§ **SUPPLIED MATERIAL**
======

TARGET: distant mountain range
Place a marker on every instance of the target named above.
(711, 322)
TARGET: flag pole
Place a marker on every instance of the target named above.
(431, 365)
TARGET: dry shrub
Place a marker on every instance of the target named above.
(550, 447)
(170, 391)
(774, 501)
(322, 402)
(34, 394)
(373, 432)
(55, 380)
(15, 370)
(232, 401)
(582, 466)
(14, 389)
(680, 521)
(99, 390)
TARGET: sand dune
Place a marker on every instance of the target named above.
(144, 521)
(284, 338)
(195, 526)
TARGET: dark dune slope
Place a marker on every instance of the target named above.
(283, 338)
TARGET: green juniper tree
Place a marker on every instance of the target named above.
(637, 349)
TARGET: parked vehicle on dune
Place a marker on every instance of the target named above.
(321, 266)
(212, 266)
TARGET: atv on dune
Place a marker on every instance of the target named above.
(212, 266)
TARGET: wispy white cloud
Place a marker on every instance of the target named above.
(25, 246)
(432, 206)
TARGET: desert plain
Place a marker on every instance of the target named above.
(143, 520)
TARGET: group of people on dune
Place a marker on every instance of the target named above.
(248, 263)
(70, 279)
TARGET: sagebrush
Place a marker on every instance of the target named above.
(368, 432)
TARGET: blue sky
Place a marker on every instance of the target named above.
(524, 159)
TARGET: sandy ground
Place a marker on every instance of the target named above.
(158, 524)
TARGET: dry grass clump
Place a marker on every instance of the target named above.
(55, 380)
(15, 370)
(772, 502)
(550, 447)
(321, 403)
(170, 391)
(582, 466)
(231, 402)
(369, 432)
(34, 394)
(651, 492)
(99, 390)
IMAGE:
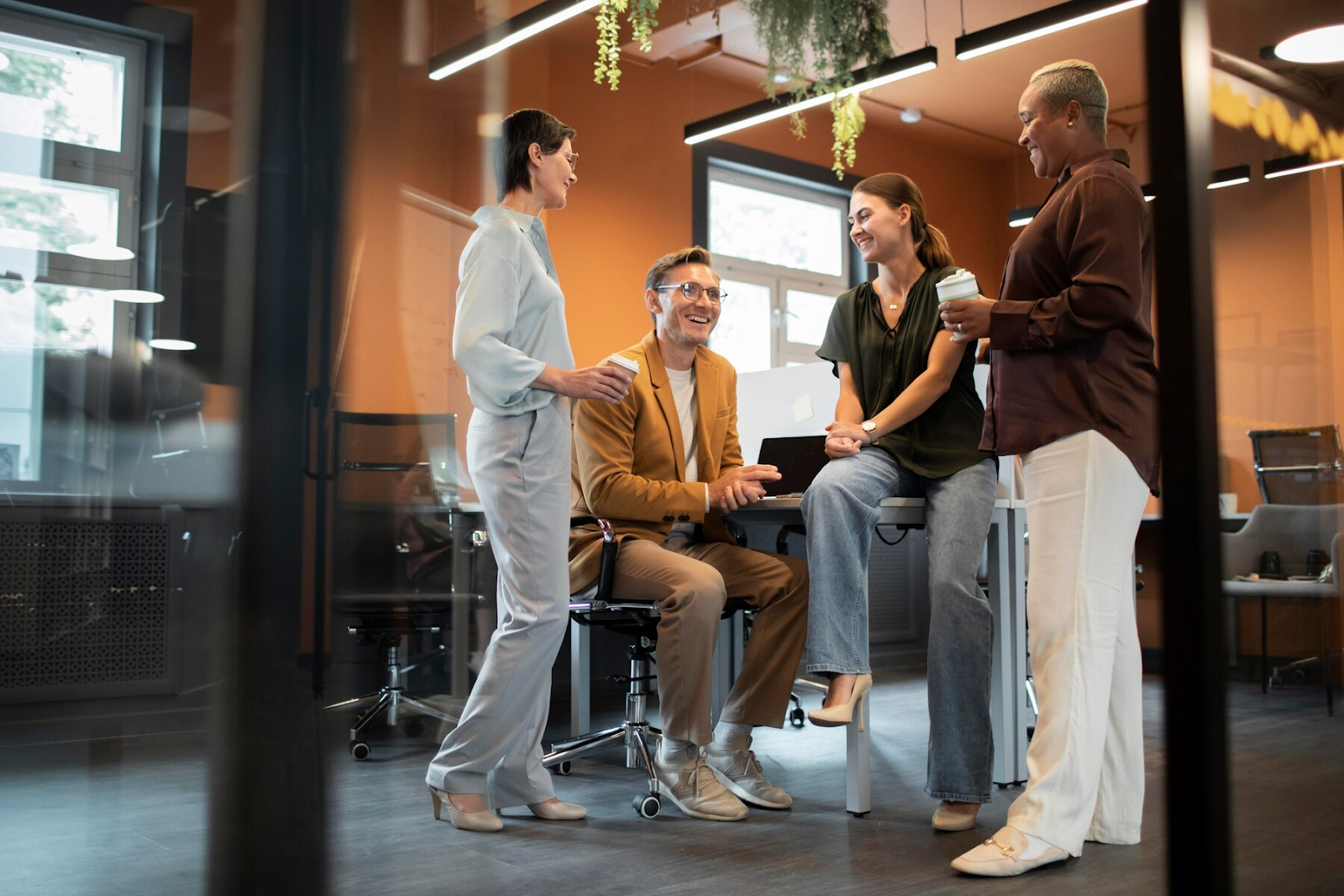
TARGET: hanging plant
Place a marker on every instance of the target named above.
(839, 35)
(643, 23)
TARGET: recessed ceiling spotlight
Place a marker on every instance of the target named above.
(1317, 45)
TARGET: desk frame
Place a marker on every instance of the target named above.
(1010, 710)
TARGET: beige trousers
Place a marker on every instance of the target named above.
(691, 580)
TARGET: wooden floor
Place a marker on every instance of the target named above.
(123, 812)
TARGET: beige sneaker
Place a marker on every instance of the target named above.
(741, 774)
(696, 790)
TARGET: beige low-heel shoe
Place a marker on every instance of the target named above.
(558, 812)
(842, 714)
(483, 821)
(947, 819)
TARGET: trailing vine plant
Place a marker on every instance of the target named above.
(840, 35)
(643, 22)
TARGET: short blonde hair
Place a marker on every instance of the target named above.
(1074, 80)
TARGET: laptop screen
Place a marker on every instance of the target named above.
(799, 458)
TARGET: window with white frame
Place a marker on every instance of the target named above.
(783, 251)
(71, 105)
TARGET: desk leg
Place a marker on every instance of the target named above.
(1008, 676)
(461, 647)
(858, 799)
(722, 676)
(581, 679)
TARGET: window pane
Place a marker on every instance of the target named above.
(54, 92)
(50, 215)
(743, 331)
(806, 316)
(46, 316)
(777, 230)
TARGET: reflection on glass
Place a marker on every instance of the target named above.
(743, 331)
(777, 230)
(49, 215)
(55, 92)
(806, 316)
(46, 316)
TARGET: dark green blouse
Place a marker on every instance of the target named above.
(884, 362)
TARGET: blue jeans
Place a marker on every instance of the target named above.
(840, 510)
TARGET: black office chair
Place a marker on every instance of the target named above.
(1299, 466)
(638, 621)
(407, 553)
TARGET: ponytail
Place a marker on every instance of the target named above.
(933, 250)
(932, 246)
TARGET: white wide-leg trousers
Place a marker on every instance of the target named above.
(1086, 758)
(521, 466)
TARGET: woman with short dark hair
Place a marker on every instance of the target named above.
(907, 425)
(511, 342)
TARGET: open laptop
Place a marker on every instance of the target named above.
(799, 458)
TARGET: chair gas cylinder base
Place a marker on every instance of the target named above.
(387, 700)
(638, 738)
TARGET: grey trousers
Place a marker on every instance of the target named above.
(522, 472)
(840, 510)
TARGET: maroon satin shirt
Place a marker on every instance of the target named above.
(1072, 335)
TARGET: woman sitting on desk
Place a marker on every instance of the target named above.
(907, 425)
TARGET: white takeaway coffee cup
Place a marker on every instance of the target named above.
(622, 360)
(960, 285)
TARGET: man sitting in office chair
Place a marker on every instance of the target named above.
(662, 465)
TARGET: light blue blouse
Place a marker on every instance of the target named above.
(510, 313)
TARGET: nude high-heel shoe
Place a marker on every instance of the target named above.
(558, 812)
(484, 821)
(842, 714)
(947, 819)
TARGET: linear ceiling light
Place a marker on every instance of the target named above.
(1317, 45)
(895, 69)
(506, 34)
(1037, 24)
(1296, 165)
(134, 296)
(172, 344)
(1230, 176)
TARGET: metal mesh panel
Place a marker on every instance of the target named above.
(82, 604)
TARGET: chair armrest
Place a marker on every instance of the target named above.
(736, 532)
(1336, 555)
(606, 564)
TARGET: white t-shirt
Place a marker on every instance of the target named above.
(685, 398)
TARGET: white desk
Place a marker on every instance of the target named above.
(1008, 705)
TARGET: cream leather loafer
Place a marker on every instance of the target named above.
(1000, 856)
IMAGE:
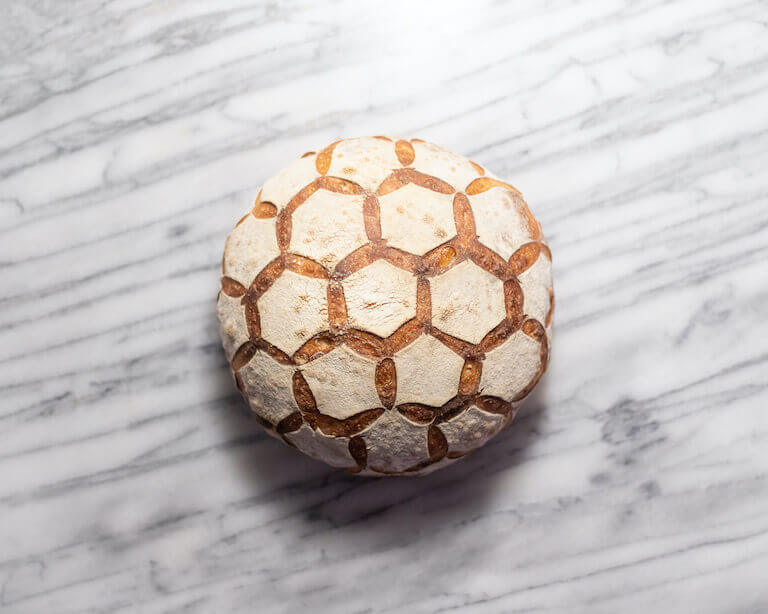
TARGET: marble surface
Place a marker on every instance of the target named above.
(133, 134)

======

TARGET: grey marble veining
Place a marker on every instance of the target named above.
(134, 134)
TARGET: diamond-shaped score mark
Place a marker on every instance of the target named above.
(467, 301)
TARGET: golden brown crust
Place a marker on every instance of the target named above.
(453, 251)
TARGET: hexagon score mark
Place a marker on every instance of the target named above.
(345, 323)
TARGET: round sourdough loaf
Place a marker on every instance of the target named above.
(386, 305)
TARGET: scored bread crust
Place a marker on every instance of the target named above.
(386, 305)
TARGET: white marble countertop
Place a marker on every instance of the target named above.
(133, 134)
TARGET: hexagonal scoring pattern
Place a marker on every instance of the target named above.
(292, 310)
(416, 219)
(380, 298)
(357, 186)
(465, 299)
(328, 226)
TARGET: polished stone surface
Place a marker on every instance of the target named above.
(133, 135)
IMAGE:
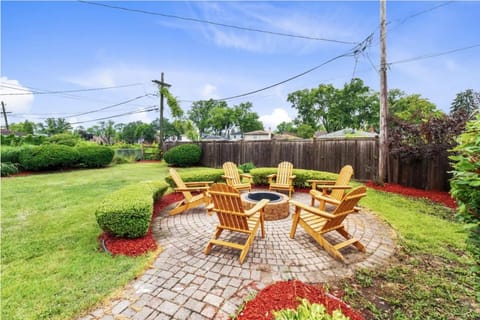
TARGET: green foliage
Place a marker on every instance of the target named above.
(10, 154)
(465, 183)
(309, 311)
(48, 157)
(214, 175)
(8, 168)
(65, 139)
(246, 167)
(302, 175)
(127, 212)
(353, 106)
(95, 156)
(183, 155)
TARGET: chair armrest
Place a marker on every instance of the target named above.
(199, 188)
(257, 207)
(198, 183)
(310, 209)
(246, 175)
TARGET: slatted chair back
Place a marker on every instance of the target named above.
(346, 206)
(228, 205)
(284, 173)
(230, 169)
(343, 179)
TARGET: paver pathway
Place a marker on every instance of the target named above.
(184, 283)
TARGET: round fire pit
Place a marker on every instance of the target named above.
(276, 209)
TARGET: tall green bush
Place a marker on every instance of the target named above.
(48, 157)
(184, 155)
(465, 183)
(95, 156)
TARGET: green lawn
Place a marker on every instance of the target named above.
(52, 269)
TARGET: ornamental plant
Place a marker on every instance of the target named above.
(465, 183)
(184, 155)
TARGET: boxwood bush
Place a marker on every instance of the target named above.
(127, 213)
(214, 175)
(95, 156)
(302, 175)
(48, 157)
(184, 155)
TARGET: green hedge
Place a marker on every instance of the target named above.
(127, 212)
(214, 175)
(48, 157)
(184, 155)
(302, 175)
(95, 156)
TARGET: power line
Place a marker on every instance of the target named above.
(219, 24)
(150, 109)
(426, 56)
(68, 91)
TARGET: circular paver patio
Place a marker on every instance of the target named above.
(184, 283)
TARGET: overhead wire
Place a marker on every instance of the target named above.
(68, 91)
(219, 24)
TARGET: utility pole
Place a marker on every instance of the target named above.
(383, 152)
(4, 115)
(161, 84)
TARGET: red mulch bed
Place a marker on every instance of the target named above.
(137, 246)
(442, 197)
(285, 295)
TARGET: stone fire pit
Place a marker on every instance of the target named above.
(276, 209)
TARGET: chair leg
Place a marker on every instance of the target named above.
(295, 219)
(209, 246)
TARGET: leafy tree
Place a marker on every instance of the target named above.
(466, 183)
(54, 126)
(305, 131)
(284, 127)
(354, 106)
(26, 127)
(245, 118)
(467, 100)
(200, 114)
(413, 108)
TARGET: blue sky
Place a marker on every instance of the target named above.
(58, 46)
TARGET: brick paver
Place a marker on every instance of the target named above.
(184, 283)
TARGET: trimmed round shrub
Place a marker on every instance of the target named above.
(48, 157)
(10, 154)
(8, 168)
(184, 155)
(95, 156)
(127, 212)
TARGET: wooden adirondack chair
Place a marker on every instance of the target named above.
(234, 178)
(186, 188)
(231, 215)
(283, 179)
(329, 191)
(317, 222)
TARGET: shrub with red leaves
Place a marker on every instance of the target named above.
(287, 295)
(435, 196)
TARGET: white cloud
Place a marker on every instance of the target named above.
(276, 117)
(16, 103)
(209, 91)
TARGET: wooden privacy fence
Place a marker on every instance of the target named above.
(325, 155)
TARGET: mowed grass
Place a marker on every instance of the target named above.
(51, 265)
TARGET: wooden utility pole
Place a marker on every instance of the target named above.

======

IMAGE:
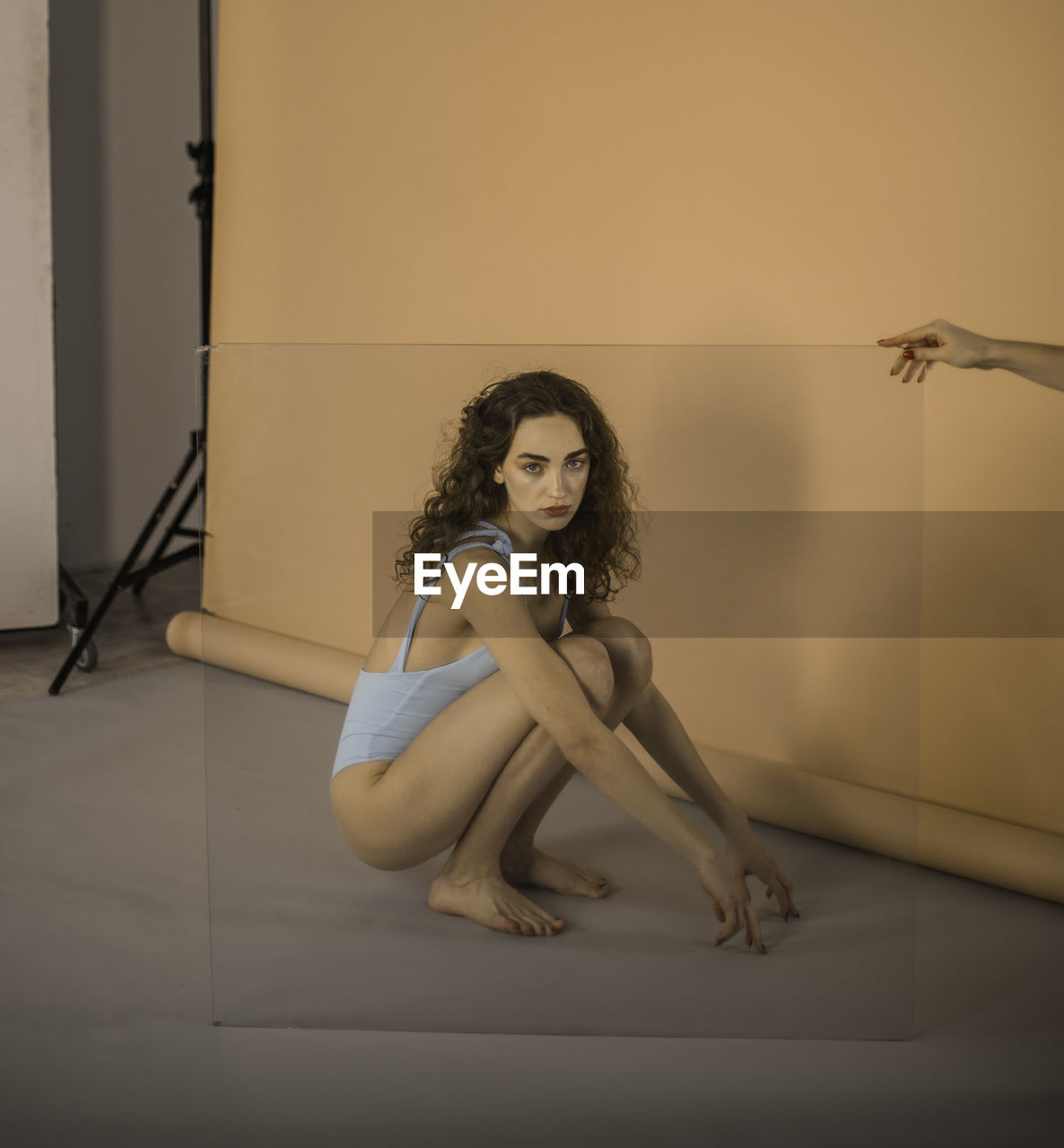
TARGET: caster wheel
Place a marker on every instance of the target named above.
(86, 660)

======

§ **SET TASK**
Go through the entries above and copy out every line that contains the string "trousers". Count a line only if the letters match in case.

§ **RESPONSE**
TARGET: beige trousers
TARGET: white wide-leg trousers
TARGET: grey trousers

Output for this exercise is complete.